Source passage >>
++++

Classic Rifts character sheet for comparison. Kind of insane, innit?

Anyone remember Rifts: Promise of Power?

Looks good to me for a general sheet intended to work for every one of hundreds of classes. Of course I'm not the type of illiterate "omg such a nerd" who has a problem reading rpgs, so...

Only because there's an advert for it in the Rifts Ultimate book.

The same answer applies for the question "Anyone remember the nGage?"

>Anyone remember the nGage?
Nobody remembers the n-gage. But they do remember sidetalkin'!

Just imagine a Rifts game for the PS4. Shit would be off the hook.

It'd be like Bloodborne + Uncharted + Hawken + Call of Duty Advanced + Fallout + Killzone + Dragon Age.

Great stuff user

Anybody else have some house rules they'd like to add
One of mine is folding related skills into one e.g. anything with the word pilot in front of it becomes the Pilot skill I find this helps reduce the skill bloat and give players a wider variety of options

Yeah, I reduced the original skill list from 300 (!) down to 135. Still a fucktonne of choice there, but it's more coherent and can be grouped into as few as 17 skills if you want a light game.

++++

Activity 1 >>
Sum up the Rifts forum thread in two sentences.
Activity 2 >>
Retype the Rifts forum thread word for word, everything from "Only because there's" down to "off the hook.".
Activity 3 >>
Carry the Rifts forum thread on from its last post.

++++

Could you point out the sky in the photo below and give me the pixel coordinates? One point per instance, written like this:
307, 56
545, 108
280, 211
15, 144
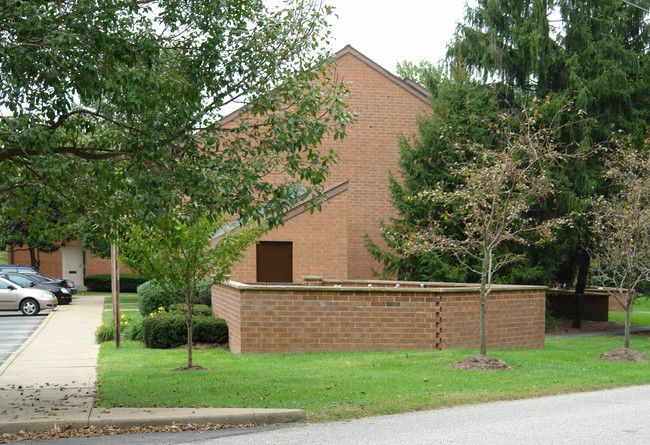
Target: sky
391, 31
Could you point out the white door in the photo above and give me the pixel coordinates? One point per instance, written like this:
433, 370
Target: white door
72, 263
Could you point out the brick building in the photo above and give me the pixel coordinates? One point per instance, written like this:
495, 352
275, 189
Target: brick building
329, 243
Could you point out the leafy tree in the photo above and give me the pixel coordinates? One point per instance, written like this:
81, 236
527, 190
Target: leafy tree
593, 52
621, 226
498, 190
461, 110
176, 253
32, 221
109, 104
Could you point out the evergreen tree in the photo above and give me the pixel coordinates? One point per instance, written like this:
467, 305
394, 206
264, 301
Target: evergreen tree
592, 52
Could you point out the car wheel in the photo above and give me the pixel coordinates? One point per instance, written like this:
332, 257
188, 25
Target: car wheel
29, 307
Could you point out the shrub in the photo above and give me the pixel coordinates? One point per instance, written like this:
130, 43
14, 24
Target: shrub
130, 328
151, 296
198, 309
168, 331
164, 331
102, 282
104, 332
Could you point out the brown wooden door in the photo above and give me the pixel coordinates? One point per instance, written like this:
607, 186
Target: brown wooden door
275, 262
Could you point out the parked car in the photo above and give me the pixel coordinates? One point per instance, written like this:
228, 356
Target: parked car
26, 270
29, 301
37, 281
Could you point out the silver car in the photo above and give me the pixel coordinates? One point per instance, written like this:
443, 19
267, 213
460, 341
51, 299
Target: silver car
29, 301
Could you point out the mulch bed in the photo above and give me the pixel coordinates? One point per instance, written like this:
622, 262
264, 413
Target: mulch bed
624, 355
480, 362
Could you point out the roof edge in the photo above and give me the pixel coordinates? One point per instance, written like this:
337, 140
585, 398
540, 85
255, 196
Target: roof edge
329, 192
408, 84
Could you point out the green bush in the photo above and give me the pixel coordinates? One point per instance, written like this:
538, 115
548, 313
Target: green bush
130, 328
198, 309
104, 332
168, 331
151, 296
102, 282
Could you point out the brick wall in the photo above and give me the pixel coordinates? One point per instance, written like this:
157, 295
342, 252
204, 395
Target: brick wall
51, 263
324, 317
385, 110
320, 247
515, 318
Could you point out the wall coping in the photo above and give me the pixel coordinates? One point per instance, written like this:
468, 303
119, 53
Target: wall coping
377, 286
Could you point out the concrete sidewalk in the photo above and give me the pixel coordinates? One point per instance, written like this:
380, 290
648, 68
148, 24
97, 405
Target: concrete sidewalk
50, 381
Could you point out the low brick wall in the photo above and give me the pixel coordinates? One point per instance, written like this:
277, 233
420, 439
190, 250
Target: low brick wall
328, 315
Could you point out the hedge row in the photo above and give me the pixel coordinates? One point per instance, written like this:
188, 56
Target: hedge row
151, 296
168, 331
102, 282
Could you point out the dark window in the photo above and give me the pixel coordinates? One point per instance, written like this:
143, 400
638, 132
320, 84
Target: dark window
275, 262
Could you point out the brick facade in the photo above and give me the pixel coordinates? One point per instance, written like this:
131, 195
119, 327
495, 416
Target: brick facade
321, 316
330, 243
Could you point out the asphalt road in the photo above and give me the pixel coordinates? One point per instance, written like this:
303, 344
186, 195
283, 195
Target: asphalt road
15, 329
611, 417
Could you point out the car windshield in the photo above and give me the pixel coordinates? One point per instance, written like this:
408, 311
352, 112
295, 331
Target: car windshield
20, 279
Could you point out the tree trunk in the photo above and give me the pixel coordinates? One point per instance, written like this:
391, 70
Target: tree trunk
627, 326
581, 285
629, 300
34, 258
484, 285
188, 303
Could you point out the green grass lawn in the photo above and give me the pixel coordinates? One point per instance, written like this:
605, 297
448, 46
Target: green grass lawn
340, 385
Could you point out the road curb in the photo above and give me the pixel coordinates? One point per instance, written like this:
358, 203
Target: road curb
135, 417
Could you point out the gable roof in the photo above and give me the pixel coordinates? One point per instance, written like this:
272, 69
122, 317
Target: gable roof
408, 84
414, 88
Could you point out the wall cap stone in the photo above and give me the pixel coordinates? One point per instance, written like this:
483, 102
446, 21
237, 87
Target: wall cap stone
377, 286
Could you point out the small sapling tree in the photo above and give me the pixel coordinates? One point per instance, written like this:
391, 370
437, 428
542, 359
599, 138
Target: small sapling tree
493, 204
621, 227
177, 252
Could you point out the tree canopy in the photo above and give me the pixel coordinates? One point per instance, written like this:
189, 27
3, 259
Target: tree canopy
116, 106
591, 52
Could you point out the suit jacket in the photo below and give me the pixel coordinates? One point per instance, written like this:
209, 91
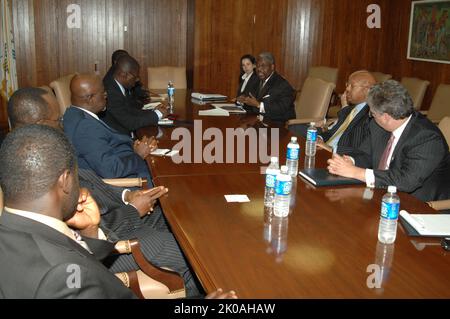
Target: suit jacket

++++

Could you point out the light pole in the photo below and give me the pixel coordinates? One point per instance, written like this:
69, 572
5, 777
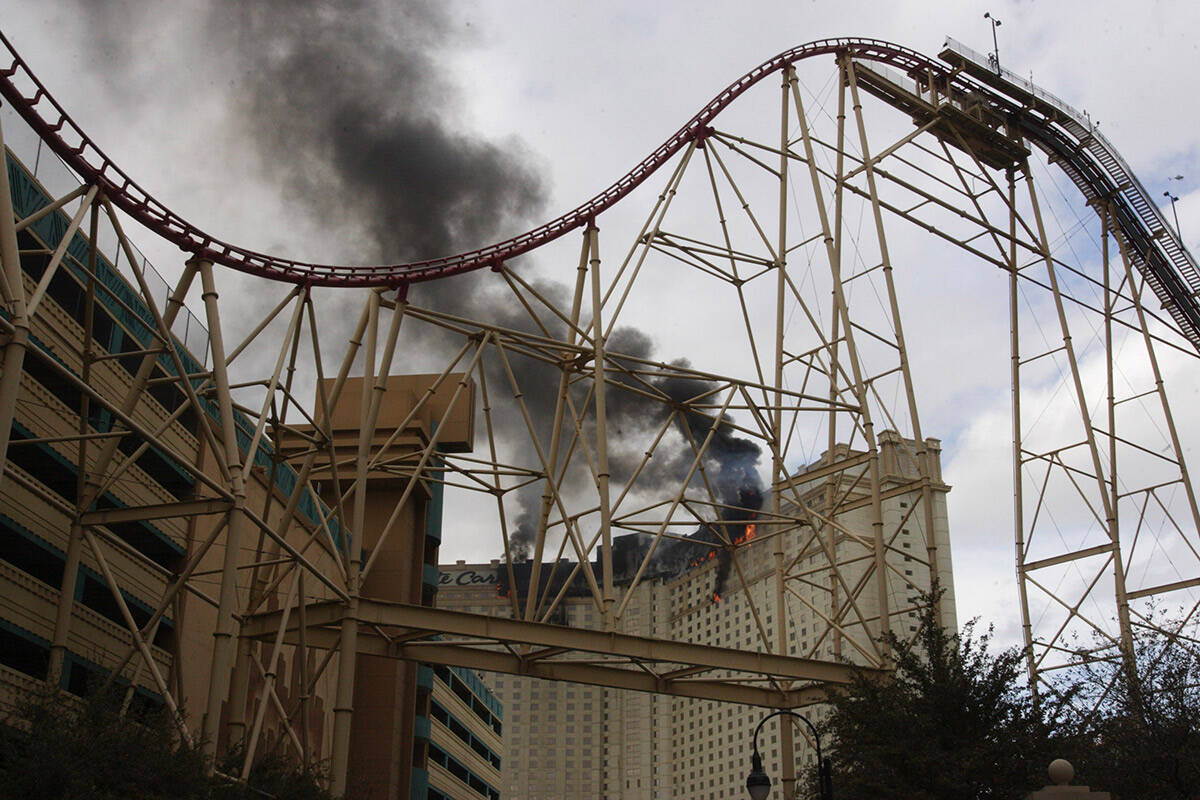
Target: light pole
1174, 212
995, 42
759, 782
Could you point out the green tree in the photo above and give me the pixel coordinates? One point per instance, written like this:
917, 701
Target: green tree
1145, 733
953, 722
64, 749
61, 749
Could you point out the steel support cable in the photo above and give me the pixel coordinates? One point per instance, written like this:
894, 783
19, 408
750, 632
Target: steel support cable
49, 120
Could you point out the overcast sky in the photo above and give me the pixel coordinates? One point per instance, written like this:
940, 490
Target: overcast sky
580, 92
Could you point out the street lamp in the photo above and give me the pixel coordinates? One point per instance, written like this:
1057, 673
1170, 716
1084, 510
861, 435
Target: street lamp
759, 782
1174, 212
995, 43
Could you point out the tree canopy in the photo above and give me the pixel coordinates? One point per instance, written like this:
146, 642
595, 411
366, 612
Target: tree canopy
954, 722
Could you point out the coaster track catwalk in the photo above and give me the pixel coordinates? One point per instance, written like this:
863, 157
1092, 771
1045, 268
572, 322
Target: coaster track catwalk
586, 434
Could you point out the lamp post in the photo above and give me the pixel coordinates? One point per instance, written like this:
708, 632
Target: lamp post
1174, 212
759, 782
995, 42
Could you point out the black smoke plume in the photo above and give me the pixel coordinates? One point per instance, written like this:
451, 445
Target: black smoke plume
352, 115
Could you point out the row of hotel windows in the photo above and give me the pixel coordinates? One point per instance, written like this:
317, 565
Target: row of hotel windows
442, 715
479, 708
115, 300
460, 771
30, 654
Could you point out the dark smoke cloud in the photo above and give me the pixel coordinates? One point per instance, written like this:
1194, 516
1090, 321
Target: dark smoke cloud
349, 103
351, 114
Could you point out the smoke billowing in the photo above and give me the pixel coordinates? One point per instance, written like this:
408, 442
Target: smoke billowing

++++

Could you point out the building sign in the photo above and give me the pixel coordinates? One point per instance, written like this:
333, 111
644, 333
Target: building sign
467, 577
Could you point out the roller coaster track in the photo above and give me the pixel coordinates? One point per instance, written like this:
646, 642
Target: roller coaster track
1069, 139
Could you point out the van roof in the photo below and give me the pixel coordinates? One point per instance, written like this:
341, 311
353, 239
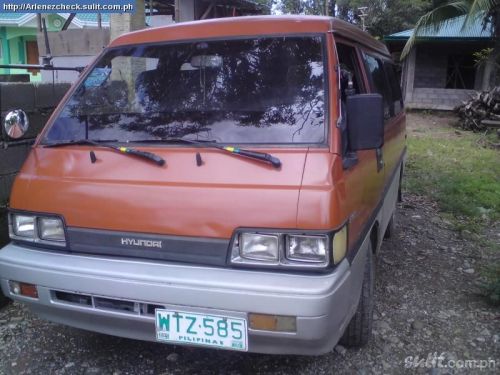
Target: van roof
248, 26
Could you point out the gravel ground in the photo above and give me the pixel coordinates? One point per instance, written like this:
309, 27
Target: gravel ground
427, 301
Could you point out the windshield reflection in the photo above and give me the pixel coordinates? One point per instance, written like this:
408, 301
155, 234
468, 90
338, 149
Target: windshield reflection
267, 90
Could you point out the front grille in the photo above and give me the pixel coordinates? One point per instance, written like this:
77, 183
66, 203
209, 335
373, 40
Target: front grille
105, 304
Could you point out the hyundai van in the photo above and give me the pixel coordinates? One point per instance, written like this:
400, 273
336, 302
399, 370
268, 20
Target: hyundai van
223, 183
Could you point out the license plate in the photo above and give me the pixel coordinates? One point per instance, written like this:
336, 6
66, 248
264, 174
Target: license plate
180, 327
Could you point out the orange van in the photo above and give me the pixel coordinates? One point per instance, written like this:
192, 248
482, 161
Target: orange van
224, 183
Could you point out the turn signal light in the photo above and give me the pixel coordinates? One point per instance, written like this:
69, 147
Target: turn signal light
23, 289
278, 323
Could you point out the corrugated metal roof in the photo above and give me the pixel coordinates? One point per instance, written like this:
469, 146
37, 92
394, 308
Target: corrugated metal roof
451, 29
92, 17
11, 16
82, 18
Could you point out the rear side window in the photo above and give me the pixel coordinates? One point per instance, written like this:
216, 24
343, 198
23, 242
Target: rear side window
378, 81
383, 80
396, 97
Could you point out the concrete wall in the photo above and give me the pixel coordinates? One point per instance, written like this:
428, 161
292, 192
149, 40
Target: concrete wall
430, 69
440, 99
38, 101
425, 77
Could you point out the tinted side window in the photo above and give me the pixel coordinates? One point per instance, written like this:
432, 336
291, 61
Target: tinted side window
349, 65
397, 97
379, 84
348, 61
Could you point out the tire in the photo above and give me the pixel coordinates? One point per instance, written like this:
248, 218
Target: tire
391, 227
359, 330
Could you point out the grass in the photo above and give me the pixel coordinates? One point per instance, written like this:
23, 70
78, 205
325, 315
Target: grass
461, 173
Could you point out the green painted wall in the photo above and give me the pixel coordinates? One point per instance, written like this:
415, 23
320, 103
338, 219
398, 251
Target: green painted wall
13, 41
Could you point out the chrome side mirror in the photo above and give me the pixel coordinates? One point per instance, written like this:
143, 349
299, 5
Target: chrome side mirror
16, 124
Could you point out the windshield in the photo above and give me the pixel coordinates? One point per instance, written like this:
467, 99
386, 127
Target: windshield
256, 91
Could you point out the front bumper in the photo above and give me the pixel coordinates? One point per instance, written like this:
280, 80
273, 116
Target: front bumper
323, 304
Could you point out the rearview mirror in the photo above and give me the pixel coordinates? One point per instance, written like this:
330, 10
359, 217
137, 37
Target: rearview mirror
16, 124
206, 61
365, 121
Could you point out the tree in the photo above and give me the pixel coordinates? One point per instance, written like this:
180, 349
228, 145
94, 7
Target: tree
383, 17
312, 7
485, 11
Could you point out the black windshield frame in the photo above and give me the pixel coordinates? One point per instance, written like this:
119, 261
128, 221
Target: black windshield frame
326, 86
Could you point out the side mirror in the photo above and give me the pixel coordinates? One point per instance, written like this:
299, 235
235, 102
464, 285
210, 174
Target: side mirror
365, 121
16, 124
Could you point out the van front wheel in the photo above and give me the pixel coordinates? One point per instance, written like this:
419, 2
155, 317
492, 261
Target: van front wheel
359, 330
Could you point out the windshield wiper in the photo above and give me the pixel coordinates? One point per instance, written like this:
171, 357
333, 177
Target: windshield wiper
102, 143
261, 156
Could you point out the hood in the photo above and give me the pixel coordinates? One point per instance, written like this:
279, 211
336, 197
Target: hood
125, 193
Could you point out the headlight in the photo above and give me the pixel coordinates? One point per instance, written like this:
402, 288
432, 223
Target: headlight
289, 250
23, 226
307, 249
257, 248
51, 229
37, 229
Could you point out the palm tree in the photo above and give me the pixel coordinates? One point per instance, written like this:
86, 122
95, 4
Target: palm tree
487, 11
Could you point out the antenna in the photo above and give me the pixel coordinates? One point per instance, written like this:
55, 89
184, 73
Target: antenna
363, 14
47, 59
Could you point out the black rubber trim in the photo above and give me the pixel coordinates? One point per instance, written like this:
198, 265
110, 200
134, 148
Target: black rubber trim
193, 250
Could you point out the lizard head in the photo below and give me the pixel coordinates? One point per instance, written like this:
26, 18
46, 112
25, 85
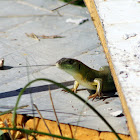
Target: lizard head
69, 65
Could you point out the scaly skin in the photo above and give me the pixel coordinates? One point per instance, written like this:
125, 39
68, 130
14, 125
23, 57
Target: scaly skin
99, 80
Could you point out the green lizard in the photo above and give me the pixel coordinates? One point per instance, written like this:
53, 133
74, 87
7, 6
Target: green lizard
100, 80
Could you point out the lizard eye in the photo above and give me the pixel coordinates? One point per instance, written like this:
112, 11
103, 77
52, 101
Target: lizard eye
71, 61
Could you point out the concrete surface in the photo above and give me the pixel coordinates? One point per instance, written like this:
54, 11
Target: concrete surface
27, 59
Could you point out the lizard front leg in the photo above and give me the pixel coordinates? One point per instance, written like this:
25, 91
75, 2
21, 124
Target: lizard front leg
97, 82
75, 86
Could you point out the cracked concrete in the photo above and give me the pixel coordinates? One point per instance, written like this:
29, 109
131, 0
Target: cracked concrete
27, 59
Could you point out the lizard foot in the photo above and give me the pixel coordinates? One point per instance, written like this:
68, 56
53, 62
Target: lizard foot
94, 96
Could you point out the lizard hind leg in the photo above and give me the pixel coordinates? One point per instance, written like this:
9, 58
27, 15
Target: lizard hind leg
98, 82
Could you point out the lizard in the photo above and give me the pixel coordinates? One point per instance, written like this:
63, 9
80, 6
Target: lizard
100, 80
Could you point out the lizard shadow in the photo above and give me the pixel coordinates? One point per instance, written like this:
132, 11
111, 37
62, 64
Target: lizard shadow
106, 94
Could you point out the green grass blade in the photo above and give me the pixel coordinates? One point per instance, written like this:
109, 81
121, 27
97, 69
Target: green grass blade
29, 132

++++

Task response 1 >>
Posters react to a classic Rifts character sheet: one calls it insane, and another finds it fine for a general sheet meant to cover hundreds of classes. Talk moves from Rifts: Promise of Power and a wished-for Rifts game for the PS4 to house rules, such as folding every pilot skill into one Pilot skill and cutting the original skill list from 300 down to 135.

Task response 2 >>
Only because there's an advert for it in the Rifts Ultimate book.

The same answer applies for the question "Anyone remember the nGage?"

>Anyone remember the nGage?
Nobody remembers the n-gage. But they do remember sidetalkin'!

Just imagine a Rifts game for the PS4. Shit would be off the hook.

Task response 3 >>
Let me see if I can find it...ah, here it is.

Great I've always thought Rifts would benefit from a lighter skill list

Oddly enough I was thinking about the ngage earlier but mostly because something like an unusual use of the word 'engage' brought it to mind.

I want to love Rifts so badly, but I just can't get over how there's no grounding. They say there are demons, gods, mechs, and all manners of everything else shitting on the world -- yet there are cities with millions of people in them? There is a credit system, industries, corporations, and trade? Forms of intranets and TV broadcasts exist. Flying machine armor, nano technology, and cybernetics -- yet the population hasn't returned to space?

It's just too many loopholes for me to wrap my head around any form of continuity.

Rule of Cool
Don't think about the loopholes RIFTS is basically every Heavy Metal album cover turned into a setting
Realism and logic doesn't exist just go with it and do cool shit

That's my favorite part of the Rifts setting. How much things are confusing and contradictory, it almost makes the world feel metaphysical and not entirely real, which fits with the premise of reality/space/time literally having holes torn in them and all previous timelines and alternate dimensions converging.
>"The flow of time is convoluted in Lo-Rifts."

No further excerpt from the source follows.